▶ Brief:
Transcribe the records below verbatim, reproducing every line without alteration.
** start of Supplied material **
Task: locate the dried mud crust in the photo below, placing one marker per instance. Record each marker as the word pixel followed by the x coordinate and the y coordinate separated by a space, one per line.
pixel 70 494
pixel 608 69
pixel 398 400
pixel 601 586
** end of Supplied material **
▶ Written solution:
Task: locate the dried mud crust in the photo below, placing one marker per instance. Record each marker as the word pixel followed by the x coordinate and the y coordinate separated by a space, one per line.
pixel 70 494
pixel 608 69
pixel 398 400
pixel 601 586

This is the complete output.